Recast every line of the rows below as a Markdown table with the columns Number and Line, numbering the lines in order and omitting blank ones. Leave the pictures out of your answer.
-- begin Supplied entries --
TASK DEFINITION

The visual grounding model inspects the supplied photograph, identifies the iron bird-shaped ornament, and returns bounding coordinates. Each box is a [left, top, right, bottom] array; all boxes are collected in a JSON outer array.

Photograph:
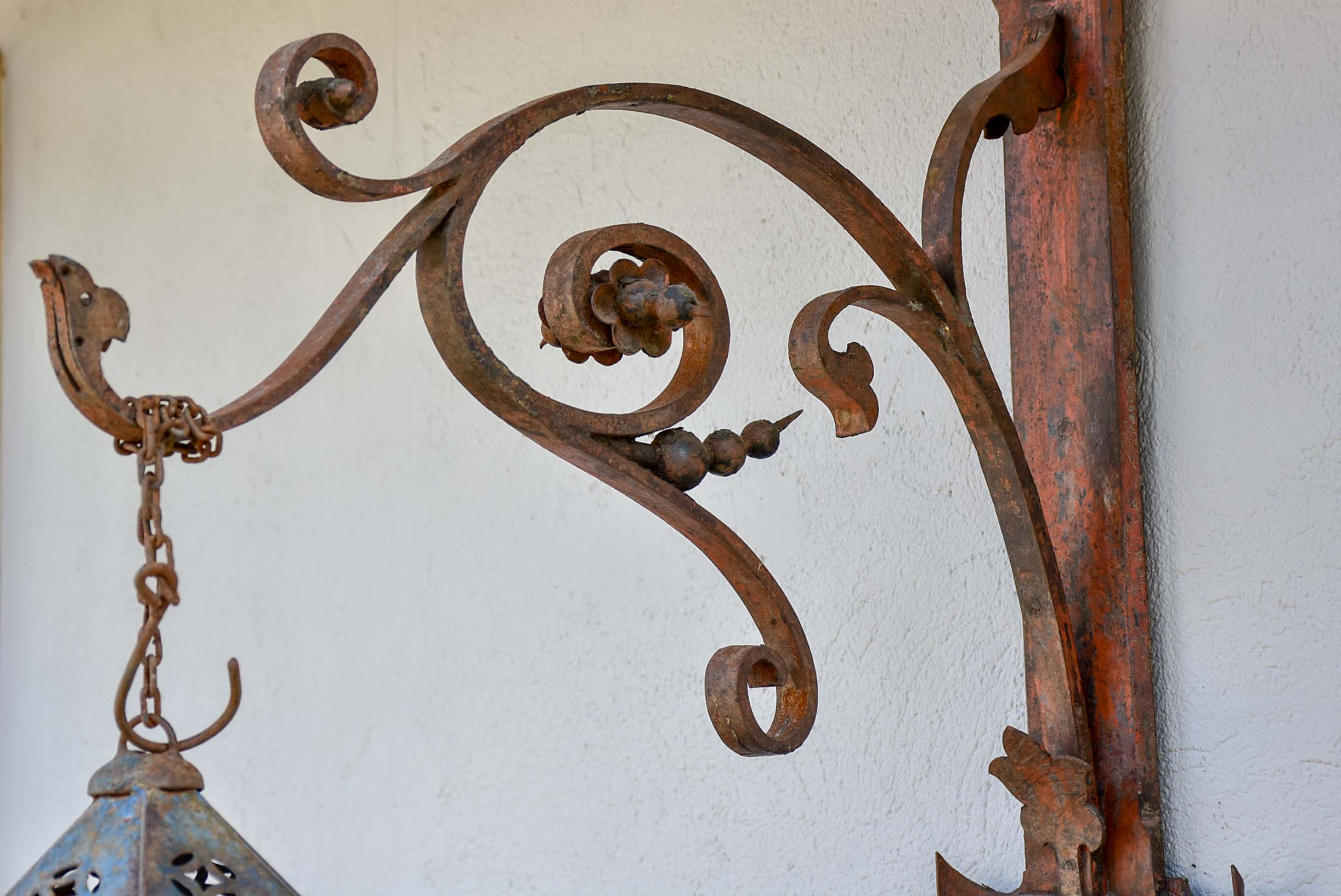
[[9, 7, 1236, 896]]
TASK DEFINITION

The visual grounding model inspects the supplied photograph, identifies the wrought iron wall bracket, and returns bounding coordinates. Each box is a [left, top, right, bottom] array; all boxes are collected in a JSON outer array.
[[24, 0, 1236, 896]]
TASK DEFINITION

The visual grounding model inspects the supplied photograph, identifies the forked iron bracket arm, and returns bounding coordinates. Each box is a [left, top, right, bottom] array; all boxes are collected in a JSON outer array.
[[32, 3, 1228, 896]]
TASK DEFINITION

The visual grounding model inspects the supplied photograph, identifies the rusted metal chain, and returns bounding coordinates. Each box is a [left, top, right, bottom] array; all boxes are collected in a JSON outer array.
[[112, 396, 240, 751]]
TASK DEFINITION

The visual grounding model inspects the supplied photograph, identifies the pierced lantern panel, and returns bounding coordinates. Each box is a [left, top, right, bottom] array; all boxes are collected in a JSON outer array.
[[8, 750, 296, 896]]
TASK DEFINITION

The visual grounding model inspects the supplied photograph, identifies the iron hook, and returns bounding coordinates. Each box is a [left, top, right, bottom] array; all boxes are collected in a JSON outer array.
[[111, 610, 243, 752]]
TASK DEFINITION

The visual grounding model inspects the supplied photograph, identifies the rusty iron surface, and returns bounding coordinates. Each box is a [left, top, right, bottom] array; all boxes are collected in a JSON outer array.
[[997, 0, 1165, 896], [18, 7, 1212, 896], [8, 721, 295, 896]]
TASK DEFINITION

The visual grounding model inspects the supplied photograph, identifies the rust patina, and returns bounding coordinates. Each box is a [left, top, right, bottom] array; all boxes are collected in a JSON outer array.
[[10, 0, 1242, 896]]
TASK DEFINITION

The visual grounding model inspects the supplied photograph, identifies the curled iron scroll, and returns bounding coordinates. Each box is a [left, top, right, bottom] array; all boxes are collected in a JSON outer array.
[[39, 16, 1090, 893]]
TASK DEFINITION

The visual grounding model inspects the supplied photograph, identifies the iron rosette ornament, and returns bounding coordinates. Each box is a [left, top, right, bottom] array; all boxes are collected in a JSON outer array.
[[26, 16, 1126, 896]]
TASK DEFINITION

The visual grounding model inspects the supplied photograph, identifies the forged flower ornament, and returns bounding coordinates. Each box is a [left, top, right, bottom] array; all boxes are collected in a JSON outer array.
[[540, 259, 712, 366], [11, 13, 1241, 896]]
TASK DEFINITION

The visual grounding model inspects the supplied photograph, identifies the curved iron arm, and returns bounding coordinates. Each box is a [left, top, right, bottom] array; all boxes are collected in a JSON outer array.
[[33, 16, 1101, 893]]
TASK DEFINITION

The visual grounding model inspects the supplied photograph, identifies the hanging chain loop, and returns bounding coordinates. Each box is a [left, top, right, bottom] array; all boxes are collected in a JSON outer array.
[[114, 396, 224, 728]]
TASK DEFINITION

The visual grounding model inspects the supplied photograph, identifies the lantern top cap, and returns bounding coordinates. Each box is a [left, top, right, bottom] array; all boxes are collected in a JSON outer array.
[[88, 745, 205, 798]]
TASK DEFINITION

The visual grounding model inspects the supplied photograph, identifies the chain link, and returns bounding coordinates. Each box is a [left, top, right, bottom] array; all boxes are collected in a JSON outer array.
[[114, 396, 224, 728]]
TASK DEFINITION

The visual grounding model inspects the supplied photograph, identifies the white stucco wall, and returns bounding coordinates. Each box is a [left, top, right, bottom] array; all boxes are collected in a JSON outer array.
[[0, 0, 1341, 896]]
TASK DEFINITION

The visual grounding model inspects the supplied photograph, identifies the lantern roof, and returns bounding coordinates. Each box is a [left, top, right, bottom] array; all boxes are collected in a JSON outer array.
[[8, 747, 296, 896]]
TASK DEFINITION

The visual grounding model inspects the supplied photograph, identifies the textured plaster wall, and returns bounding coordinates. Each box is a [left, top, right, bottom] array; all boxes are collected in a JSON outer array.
[[0, 0, 1341, 896], [1128, 0, 1341, 895]]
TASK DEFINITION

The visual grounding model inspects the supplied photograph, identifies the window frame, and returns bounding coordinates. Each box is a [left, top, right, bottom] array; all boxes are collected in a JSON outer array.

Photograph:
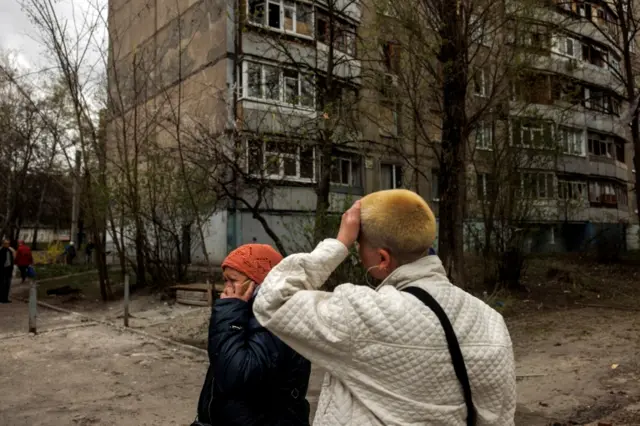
-- end Supplied entries --
Solution to the exercise:
| Number | Line |
|---|---|
| 1 | TASK DEFINITION |
| 2 | The visual grounding model inspects the supplied photograph, identifies the iron bird-shaped ornament, and returns bounding coordinates. Each box is a [left, top, right, bottom] array; all boxes are collected in a JSON outer array. |
| 3 | Photograph: |
| 4 | [[9, 7, 1236, 896]] |
| 5 | TASK DEFINITION |
| 6 | The visual grounding model inspects the supplied photograph, identifies the wrought iron wall bracket, and returns bounding coordinates. Each box is a [left, top, right, bottom] array; all boxes are collected in a JSON outer array. |
| 7 | [[24, 0, 1236, 896]] |
| 8 | TASK DEFINITION |
| 9 | The visual grounding model inspects the supplied photograph, identifies the forked iron bracket arm, and returns bounding coordinates. Each box is a [left, top, right, bottom] array; all boxes are collected in a JSON outer array. |
| 10 | [[32, 3, 1228, 896]] |
| 11 | TASK DEFINITION |
| 12 | The visual grounding model inspects the supplied photograph, identifies the rusted metal chain, and returns bounding coordinates. Each box is a [left, top, right, bottom] array; all boxes are collected in a JSON outer array. |
| 13 | [[112, 396, 240, 751]] |
| 14 | TASK DEFINITION |
| 15 | The visual grounding model inspects the supplied photograph, identifies the pierced lantern panel, and returns bounding coordinates. Each box is a [left, top, right, bottom] array; all boxes are collected in a JSON outer array. |
| 16 | [[8, 750, 296, 896]] |
| 17 | TASK DEFINITION |
| 18 | The visual grounding model inspects the supplied photograph, identifies the iron hook, and returns bounding coordinates. Each box is a [left, top, right, bottom] array; all boxes are collected in a JSON outer array. |
| 19 | [[111, 610, 243, 752]] |
| 20 | TASK DEFINITION |
| 21 | The visual grounding model inspects the supplied photograph, identifies the rusty iron surface, and returns bounding coordinates. Each box is a [left, top, right, bottom] array; all boxes are collected in a JSON outer array. |
| 22 | [[997, 0, 1165, 896], [18, 7, 1212, 896], [8, 721, 295, 896]] |
| 23 | TASK DEFINITION |
| 24 | The visual grounding model inspects the supplied photograph, identifies the rust patina, and returns bounding coordinates. Each box is a [left, top, right, bottom] array; all boxes are collected in a JSON outer array. |
| 25 | [[10, 0, 1242, 896]] |
| 26 | TASK DEFINITION |
| 27 | The visual grounding model inspects the supplied photograph, identifies the curled iron scroll, and returns bounding coordinates. Each box is a [left, top, right, bottom] array; all boxes are collected in a JSON outer array. |
| 28 | [[39, 16, 1090, 893]] |
| 29 | TASK DEFINITION |
| 30 | The visual grounding model inspects the supplied photograph, identifies the iron rosette ornament, and returns bounding coordinates. Each box is a [left, top, right, bottom] array; all boxes are collected in a JSON outer array. |
| 31 | [[26, 16, 1126, 896]] |
| 32 | TASK DEFINITION |
| 33 | The visual grounding model inspects the supplied photograph, identifies the forged flower ornament, and returns bounding coordinates. Each box is a [left, top, right, bottom] array; all boxes are collected in a JSON outer array. |
| 34 | [[540, 259, 712, 366], [11, 13, 1241, 896]] |
| 35 | TASK DEFINITION |
| 36 | The visual grounding model inspects the supplied photograph, identifies the curved iron arm, and returns bounding coordinates. Each box is a [left, top, right, bottom] array; all boxes are collected in a JSON outer array. |
| 37 | [[33, 16, 1101, 893]] |
| 38 | TASK DEFINITION |
| 39 | The visual grounding model inspects the supplied photograph, identifies the hanging chain loop, and returns bounding coordinates. Each box is a [left, top, right, bottom] array; all boxes are collected in a JSON outer array. |
| 40 | [[114, 396, 224, 728]] |
| 41 | TASK DEFINITION |
| 42 | The visual grounding model inspects the supplied photograph, identifies the lantern top cap, and returns bounding coordinates. Each box is a [left, top, right, bottom] array; all boxes are collected in a JSON outer array. |
| 43 | [[88, 745, 205, 798]] |
| 44 | TASK DEFINITION |
| 45 | The visual grounding model inspects the supplied photograph, identifies the chain link, and returns bounding coordinates. Each box is a [left, top, right, bottom] array; all boxes are collected in a JSON outer array. |
| 46 | [[114, 396, 224, 728]] |
| 47 | TASK DEFINITION |
| 48 | The visual grounding model inspects the supplied photograph, identifies the white stucco wall, and returns bounding coordinates. Each box is a [left, top, right, bottom] array; all boxes are collected in a JSON outer array. |
| 49 | [[0, 0, 1341, 896]] |
| 50 | TASK DEFINITION |
| 51 | The visual grounding model inspects the supplied photograph, identifies the lantern roof, and returns bounding coordinates. Each box is a [left, top, right, bottom] array; all boxes are collected in a JSON outer array. |
| 52 | [[8, 747, 296, 896]] |
| 53 | TASK DEFINITION |
| 54 | The visual grounding model inspects the supplied photograph, identifies the textured plaster wall, and returns bounding coordinates. Each box is a [left, top, right, bottom] array; all boxes are collected in a JSON outer array. |
| 55 | [[0, 0, 1341, 896], [1128, 0, 1341, 895]] |
| 56 | TASK DEFINITION |
| 57 | The visual grounding model inspects the supplied photograph, identifies the window frame, and returns bounding coordinates. Each box is a [left, top, right, bottom] array; all boxes are collected in a JSON outer array. |
| 58 | Photograph: |